Starting with the line that contains "of the curved", copy every line through the end of the data below, exactly and with nothing added.

> _Dataset content_:
[start]

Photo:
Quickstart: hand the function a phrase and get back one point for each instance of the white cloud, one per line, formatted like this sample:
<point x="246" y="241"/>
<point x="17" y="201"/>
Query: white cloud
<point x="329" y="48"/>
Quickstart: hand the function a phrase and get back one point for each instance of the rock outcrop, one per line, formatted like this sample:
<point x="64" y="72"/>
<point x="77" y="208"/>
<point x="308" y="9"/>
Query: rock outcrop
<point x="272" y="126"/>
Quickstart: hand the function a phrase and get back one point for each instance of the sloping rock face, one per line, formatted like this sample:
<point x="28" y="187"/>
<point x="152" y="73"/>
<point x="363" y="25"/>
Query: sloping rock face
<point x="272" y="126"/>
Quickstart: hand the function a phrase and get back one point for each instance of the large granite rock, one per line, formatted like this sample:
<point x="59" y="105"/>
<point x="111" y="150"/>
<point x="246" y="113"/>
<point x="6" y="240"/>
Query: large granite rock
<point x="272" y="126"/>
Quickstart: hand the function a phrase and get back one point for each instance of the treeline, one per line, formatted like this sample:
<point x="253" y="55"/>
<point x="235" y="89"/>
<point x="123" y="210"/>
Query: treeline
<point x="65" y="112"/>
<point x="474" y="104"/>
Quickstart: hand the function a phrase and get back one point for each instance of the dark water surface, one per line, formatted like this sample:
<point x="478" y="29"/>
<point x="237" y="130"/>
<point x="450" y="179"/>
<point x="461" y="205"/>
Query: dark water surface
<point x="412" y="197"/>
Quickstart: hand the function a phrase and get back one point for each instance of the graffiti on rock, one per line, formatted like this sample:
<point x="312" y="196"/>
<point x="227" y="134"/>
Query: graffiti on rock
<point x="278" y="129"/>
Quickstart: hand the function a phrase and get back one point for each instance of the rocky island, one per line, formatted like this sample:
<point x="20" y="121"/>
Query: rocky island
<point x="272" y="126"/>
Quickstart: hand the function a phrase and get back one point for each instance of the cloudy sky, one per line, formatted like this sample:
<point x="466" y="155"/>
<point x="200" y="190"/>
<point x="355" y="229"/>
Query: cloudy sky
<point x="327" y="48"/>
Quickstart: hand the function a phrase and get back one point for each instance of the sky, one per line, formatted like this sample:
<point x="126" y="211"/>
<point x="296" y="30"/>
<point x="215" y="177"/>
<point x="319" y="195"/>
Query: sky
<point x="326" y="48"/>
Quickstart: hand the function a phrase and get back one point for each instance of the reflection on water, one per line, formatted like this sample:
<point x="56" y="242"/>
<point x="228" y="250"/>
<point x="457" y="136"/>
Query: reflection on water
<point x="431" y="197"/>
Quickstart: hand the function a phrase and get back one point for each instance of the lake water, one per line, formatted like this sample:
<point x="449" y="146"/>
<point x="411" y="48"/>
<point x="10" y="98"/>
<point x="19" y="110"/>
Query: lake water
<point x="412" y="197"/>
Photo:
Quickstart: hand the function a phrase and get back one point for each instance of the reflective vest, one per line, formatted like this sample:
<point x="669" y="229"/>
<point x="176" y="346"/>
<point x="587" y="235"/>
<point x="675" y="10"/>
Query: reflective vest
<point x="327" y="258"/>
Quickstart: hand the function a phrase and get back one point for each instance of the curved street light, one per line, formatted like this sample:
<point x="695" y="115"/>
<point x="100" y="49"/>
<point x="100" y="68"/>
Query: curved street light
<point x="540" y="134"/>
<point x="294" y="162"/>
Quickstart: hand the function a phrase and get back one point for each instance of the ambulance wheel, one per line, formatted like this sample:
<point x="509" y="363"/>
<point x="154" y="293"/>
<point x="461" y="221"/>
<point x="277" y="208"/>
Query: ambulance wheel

[end]

> _Response_:
Quickstart: hand the function a phrase and get back one point for each instance of the curved street light, one per line, formatted like this sample:
<point x="695" y="115"/>
<point x="100" y="49"/>
<point x="100" y="68"/>
Query: curved street light
<point x="540" y="134"/>
<point x="294" y="162"/>
Quickstart: hand the function a phrase and get back one point for each instance of the ambulance wheel, one per line, formatted like this sample:
<point x="509" y="363"/>
<point x="154" y="293"/>
<point x="461" y="221"/>
<point x="277" y="208"/>
Query: ambulance wheel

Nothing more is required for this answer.